Input material:
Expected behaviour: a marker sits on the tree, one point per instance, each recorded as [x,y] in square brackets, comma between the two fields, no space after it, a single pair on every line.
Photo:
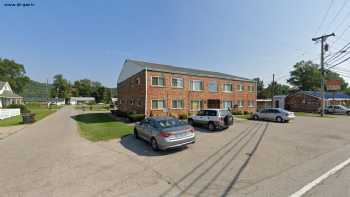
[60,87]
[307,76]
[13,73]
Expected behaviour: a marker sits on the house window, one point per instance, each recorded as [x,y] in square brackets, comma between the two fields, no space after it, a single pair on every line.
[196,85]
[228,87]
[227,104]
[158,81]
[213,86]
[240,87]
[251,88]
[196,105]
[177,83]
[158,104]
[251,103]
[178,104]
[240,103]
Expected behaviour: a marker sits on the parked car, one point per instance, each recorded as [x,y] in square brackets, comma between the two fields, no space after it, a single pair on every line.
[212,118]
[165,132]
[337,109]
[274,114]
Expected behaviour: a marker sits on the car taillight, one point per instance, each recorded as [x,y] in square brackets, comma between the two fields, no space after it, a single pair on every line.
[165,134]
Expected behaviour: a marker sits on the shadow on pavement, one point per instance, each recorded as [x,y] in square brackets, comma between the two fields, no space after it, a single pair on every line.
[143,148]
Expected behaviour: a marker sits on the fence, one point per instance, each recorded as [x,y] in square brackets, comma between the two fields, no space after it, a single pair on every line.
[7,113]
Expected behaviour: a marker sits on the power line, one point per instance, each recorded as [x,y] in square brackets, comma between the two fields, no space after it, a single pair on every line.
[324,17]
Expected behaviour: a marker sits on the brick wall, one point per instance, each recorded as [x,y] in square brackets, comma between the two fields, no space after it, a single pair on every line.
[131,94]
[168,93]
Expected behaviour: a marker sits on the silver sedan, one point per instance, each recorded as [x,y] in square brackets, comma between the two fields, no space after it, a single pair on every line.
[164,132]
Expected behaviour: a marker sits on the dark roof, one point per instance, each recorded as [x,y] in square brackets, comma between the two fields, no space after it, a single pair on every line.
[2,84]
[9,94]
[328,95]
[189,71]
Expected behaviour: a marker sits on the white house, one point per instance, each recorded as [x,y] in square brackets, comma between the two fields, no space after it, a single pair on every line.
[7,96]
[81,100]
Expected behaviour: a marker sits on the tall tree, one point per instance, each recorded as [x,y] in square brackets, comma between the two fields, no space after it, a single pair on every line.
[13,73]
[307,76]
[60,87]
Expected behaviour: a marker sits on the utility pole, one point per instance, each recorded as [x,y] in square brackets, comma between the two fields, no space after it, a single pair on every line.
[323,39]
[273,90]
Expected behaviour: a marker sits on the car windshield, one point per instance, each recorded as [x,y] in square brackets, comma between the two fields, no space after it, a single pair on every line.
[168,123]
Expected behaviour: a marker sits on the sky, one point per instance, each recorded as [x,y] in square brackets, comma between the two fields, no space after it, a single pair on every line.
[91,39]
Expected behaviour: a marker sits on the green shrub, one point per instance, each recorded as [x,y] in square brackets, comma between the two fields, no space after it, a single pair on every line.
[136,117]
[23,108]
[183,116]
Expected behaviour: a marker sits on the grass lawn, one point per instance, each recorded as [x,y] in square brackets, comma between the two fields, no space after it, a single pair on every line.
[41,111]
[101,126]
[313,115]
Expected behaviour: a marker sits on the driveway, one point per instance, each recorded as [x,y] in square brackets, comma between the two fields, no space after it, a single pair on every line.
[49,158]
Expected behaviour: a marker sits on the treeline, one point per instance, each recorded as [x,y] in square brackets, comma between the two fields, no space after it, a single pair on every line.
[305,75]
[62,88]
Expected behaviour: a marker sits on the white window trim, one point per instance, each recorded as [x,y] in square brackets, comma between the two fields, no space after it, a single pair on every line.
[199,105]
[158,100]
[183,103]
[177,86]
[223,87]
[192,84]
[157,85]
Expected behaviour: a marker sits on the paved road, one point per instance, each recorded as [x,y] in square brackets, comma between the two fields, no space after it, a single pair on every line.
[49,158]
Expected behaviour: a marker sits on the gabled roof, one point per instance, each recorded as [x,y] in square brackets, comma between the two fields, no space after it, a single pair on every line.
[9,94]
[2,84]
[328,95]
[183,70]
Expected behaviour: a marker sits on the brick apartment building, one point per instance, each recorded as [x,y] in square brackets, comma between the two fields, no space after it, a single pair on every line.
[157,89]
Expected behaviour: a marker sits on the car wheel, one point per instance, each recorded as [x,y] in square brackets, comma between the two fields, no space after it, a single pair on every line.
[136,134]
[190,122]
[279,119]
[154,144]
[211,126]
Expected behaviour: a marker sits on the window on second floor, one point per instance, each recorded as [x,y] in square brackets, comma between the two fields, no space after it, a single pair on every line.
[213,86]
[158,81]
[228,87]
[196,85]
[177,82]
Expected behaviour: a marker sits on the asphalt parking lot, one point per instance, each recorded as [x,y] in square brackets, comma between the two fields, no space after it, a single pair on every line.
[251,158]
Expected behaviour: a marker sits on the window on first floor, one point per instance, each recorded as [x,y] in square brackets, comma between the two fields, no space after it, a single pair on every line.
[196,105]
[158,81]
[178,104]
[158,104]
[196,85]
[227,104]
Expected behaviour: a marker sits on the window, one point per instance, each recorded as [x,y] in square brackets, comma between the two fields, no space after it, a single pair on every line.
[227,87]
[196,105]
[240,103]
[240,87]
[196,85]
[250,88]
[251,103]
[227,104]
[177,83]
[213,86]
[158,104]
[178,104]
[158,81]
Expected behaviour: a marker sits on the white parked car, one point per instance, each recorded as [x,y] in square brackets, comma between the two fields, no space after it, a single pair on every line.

Task instructions:
Retype, without any change, every line from the one with "Expected behaviour: a marker sits on the asphalt" to the bottom of the listing.

Completed task:
Expected behaviour: a marker sits on the asphalt parking lot, one point per instance, each recorded as [x,y] in square brackets, comma between the two fields, no space after it, a single pair on every line.
[251,158]
Expected behaviour: a marker sits on the window on first floor, one point per instance, each recorded as [x,y] in square brackets, comma between the two fields, no space after it, a single pair on every line.
[196,105]
[158,81]
[178,104]
[158,104]
[196,85]
[227,104]
Expected behaviour: a marker sits on the window, one point per instance, each recorded as [x,y] in square brackets, comma between the two fields, no space after it, a single pair on every line.
[227,87]
[196,105]
[240,103]
[240,87]
[196,85]
[250,88]
[251,103]
[227,104]
[177,83]
[213,86]
[158,104]
[178,104]
[158,81]
Expected behaviour: a marker sits on the white parked car, one point per instance, each recorded as [x,y] in square brackets, comma between the two fields, no space after it, a single pair on every line.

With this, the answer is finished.